▸ **Task item**: Render the text of the entries, from the start through the line containing "positive clicks: (149, 324) (160, 324)", inclusive, as a Markdown table with columns named Row and Line, skipping blank lines. Leave the pictures out of your answer.
[[ Supplied information, beginning ]]
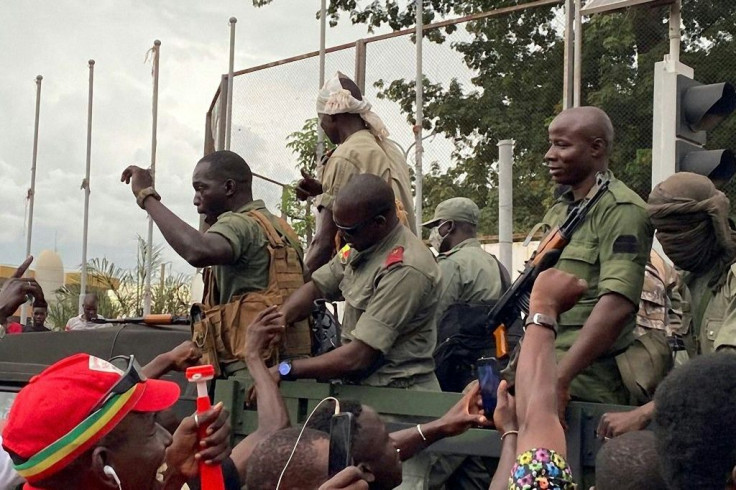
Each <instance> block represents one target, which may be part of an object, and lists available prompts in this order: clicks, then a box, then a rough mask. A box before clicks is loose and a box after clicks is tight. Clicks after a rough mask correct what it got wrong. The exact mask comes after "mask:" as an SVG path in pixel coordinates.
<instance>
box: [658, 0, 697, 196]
mask: <svg viewBox="0 0 736 490" xmlns="http://www.w3.org/2000/svg"><path fill="white" fill-rule="evenodd" d="M680 12H681V0H677V1H675V2H674V3H673V4H672V5H671V7H670V22H669V24H670V25H669V37H670V52H669V54H668V55H665V59H664V61H660V62H658V63H655V65H654V121H653V132H652V188H654V186H655V185H657V184H658V183H660V182H662V181H663V180H665V179H666V178H667V177H669V176H670V175H672V174H674V173H675V172H676V171H677V151H676V145H675V144H674V142H673V139H672V135H674V134H676V132H677V124H678V114H677V100H676V97H677V75H684V76H686V77H688V78H692V77H693V76H694V74H695V73H694V71H693V69H692V68H690V67H689V66H686V65H683V64H682V63H680V38H681V34H680V23H681V21H682V17H681V13H680Z"/></svg>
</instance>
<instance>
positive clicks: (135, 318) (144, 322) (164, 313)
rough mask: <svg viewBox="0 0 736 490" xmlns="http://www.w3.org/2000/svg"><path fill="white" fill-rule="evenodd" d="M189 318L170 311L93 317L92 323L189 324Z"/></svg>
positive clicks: (149, 324) (160, 324)
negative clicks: (116, 317)
mask: <svg viewBox="0 0 736 490" xmlns="http://www.w3.org/2000/svg"><path fill="white" fill-rule="evenodd" d="M190 321H191V320H190V318H189V317H188V316H186V315H183V316H177V315H172V314H170V313H160V314H154V315H143V316H139V317H131V318H111V319H110V318H95V319H94V320H91V322H92V323H100V324H104V323H140V324H143V325H189V324H190Z"/></svg>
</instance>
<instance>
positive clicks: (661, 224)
[[ Supplied information, end ]]
▸ **Final answer**:
| Row | Line |
|---|---|
| 1 | Each <instance> block represents one target, which may be part of an object, and lists available prompts in this order: clicks, then a box, then a rough mask. A box before clicks is loose and a box after clicks is tight. Clicks after a rough mask correct what it got wrong. The exact mask comes after "mask:" as an SVG path in pixel coordinates. |
| 2 | <instance> |
| 3 | box: [658, 0, 697, 196] |
| 4 | mask: <svg viewBox="0 0 736 490" xmlns="http://www.w3.org/2000/svg"><path fill="white" fill-rule="evenodd" d="M680 12H681V0H677V1H675V2H674V3H673V4H672V5H671V7H670V22H669V24H670V25H669V37H670V52H669V54H668V55H665V59H664V61H660V62H658V63H655V65H654V121H653V132H652V188H654V186H655V185H657V184H658V183H660V182H662V181H663V180H665V179H666V178H667V177H669V176H670V175H672V174H674V173H675V172H676V171H677V151H676V145H675V144H674V142H673V139H672V135H674V134H676V132H677V124H678V114H677V100H676V97H677V75H684V76H686V77H688V78H692V77H693V76H694V74H695V73H694V71H693V69H692V68H690V67H689V66H686V65H683V64H682V63H680V38H681V34H680V23H681V21H682V17H681V13H680Z"/></svg> |
| 5 | </instance> |
| 6 | <instance> |
| 7 | positive clicks: (135, 318) (144, 322) (164, 313) |
| 8 | rough mask: <svg viewBox="0 0 736 490" xmlns="http://www.w3.org/2000/svg"><path fill="white" fill-rule="evenodd" d="M189 318L170 311L93 317L92 323L189 324Z"/></svg> |
| 9 | positive clicks: (149, 324) (160, 324) |